> CONSIGNE 1: Relevez tous les numéros de notes placés entre parenthèses dans le passage consacré à Romains et à la machine.
********************
Dans son analyse pénétrante de l'œuvre romainsienne, André Cuisenier a relevé la large part qu'elle réserve à la machine et aux variations sur ce thème. « Dès les premières oeuvres de Romains — remarque-t-il — le machinisme, inhérent à la ville moderne, apparaîtra comme une thème essentiel, inséparable de la vision unanimiste du monde ». (21) L'on connaît aussi l'exaltation lyrique avec laquelle, dans ses premiers ouvrages poétiques, Romains a chanté la machine. Bien qu'à l'âge mûr il soit revenu de cette euphorie, au point de sonner l'alarme, dans Le Problème numéro un, contre les dangers de la « machine aristocrate » (22), il n'en est pas moins demeuré convaincu jusqu'au bout que l'aventure machiniste est — comme l'a noté Cuisenier — une « manifestation de “l'esprit prométhéen”, cet esprit possédé par le besoin de connaître et de façonner le monde ». (23)
********************
> CONSIGNE 2: Indiquez, s'il vous plaît, combien de lignes du listing ci-dessous contiennent la chaîne « mountain ». Donnez uniquement le nombre.

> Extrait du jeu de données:
********************
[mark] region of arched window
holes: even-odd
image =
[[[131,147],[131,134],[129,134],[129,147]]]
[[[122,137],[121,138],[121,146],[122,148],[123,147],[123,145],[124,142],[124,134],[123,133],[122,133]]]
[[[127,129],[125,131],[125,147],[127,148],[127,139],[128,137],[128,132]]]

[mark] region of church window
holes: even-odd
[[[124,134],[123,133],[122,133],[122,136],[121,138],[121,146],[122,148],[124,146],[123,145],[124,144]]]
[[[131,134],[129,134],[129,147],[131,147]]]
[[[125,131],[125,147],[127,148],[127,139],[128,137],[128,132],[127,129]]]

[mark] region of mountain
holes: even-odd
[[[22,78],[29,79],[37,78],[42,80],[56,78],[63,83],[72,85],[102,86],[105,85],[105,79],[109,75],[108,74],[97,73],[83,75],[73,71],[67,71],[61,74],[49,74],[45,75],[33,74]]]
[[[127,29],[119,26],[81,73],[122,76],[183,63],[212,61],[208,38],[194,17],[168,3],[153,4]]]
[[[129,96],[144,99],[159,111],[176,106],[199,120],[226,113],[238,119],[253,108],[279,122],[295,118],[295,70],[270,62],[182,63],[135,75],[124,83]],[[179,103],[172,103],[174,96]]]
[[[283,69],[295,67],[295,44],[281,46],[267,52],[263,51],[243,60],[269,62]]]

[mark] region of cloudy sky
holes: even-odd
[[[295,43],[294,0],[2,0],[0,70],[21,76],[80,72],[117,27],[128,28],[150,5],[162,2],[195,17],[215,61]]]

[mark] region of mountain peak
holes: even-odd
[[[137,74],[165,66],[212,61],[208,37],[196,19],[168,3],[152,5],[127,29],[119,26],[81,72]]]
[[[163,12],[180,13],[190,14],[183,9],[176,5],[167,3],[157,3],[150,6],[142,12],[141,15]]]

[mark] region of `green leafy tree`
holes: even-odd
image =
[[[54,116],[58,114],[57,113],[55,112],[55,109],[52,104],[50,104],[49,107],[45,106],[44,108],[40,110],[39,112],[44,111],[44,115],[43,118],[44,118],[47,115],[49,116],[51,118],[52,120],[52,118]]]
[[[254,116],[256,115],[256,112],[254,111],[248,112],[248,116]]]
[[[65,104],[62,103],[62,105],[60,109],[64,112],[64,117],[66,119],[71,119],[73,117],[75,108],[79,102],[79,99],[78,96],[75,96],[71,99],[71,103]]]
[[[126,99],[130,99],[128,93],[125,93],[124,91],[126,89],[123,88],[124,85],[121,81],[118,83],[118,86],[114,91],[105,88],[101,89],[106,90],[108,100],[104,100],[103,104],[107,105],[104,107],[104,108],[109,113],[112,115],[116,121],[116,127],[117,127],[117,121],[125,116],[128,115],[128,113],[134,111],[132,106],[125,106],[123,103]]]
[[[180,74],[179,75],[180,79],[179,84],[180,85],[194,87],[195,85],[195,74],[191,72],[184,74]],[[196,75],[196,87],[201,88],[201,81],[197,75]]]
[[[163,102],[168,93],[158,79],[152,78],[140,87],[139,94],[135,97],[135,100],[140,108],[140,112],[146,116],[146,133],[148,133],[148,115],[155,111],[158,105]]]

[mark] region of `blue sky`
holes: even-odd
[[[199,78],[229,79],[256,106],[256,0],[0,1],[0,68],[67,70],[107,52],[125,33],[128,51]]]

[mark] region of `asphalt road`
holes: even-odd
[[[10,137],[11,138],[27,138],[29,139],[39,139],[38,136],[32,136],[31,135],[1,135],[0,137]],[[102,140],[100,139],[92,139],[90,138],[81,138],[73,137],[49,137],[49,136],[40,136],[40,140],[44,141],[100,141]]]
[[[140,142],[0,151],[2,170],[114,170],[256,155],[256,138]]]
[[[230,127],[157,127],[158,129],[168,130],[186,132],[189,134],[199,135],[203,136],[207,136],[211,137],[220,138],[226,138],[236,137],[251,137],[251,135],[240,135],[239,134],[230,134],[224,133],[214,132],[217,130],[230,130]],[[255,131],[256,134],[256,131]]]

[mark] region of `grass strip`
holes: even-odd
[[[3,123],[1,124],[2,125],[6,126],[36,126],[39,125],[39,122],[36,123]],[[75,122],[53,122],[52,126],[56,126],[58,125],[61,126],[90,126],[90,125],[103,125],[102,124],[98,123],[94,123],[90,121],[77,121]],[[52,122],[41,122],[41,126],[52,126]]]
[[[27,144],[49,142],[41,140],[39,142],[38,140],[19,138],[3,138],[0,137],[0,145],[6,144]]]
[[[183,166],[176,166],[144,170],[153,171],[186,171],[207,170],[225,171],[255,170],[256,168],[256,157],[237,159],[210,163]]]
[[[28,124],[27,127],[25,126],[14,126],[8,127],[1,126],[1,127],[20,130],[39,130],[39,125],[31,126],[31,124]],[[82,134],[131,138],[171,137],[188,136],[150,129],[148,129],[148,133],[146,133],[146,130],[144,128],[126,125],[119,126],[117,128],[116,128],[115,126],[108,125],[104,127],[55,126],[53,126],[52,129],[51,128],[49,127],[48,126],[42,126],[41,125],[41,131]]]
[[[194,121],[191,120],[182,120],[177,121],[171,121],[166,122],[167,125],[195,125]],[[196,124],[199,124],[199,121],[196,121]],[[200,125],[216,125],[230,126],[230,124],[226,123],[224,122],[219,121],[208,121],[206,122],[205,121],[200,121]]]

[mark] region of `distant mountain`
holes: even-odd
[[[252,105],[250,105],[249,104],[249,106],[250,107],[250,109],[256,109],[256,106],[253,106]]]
********************
> RÉPONSE 1: 21, 22, 23

> RÉPONSE 2: 3